Data provided:
_ _ _ _ _ _ _
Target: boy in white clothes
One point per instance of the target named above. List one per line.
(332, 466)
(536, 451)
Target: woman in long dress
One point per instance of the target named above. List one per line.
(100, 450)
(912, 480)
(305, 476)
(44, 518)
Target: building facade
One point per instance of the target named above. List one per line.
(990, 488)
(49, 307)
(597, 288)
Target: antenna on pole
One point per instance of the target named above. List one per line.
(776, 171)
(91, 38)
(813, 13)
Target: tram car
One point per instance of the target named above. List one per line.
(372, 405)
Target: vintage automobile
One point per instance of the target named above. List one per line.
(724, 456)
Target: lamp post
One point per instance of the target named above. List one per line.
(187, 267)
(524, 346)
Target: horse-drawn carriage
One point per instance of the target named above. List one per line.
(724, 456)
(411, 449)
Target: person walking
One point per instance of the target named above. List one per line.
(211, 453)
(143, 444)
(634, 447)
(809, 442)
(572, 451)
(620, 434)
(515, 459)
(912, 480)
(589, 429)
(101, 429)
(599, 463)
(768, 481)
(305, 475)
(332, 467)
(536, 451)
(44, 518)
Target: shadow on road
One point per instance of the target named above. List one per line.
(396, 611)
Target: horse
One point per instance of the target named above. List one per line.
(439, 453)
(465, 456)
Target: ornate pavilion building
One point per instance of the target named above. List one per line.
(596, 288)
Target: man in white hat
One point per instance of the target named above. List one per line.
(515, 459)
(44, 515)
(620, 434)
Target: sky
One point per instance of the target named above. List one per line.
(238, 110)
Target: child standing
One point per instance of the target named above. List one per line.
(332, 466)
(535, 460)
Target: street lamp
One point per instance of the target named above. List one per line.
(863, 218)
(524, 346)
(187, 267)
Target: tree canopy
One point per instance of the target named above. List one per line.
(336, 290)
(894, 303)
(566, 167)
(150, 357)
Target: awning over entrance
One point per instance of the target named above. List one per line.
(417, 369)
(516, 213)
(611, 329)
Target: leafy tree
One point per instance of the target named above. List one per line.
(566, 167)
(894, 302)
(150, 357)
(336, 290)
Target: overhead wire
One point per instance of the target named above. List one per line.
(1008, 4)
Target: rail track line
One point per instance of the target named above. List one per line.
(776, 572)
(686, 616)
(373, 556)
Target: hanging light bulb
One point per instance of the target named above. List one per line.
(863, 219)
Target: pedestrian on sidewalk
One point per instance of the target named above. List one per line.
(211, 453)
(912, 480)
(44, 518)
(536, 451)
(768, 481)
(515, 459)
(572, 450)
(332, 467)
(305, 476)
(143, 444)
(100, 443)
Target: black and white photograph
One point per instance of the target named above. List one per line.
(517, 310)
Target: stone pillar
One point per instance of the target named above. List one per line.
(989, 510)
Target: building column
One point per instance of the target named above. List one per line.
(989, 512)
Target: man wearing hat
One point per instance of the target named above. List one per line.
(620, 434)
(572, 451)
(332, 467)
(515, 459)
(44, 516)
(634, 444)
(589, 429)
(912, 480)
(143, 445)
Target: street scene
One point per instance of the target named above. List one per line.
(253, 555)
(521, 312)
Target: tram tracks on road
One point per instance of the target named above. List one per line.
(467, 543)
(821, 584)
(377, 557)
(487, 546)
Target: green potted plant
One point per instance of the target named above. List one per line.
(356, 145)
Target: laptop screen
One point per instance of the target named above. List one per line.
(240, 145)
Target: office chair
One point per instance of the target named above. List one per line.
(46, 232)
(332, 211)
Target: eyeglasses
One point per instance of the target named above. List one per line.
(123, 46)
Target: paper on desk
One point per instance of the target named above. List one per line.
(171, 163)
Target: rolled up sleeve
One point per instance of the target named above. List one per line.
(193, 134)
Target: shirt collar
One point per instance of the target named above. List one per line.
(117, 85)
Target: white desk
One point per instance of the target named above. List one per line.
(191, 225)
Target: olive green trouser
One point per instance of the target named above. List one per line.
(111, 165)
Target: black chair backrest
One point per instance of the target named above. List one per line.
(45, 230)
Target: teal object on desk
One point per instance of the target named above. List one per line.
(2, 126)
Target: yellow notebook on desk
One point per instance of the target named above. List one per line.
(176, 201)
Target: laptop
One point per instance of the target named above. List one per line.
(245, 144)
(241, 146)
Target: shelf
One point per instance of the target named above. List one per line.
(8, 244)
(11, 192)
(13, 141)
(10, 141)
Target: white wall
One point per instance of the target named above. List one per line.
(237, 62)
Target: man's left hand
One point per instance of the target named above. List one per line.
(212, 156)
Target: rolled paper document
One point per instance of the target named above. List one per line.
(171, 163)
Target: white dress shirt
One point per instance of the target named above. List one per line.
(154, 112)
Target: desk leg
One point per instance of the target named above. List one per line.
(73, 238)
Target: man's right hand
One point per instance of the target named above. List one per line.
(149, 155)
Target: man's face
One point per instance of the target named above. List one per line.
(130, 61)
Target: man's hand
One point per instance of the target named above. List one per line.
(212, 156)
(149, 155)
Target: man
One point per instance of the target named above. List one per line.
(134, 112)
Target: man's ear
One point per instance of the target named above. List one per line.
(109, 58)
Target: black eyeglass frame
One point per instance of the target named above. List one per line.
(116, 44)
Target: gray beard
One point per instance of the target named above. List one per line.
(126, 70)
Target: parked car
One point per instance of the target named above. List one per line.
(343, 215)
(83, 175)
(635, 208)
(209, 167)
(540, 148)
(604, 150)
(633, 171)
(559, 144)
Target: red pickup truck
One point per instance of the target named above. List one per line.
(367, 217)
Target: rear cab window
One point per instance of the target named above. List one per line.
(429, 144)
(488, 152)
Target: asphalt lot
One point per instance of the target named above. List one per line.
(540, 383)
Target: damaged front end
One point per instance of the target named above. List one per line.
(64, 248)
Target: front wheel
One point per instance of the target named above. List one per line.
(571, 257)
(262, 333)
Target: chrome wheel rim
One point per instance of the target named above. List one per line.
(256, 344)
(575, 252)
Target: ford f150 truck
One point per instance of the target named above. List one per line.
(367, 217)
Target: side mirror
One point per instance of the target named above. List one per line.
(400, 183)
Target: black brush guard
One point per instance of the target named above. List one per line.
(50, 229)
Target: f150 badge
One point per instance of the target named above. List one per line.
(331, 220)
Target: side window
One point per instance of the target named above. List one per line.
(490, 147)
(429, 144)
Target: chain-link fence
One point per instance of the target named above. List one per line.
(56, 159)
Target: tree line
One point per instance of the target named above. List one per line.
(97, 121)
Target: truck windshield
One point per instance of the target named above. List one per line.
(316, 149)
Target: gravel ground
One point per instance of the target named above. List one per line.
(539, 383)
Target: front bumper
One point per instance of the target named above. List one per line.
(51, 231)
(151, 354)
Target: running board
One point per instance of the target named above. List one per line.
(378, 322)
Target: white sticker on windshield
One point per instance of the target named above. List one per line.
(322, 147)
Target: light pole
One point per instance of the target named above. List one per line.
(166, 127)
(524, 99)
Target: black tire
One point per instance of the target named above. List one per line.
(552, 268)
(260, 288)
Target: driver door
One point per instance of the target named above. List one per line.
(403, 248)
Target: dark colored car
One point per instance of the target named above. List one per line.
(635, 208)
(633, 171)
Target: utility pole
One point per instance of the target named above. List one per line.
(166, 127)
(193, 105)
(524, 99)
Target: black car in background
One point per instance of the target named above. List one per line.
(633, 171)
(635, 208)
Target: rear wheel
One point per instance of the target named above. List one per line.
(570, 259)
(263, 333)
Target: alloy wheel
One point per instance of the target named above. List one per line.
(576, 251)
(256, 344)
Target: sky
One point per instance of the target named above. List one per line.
_ _ _ _ _ _ _
Task to complete: All of the lines above that carry the string "pole" need to be found and copied.

Exercise response:
Target: antenna on pole
Target: light pole
Target: utility pole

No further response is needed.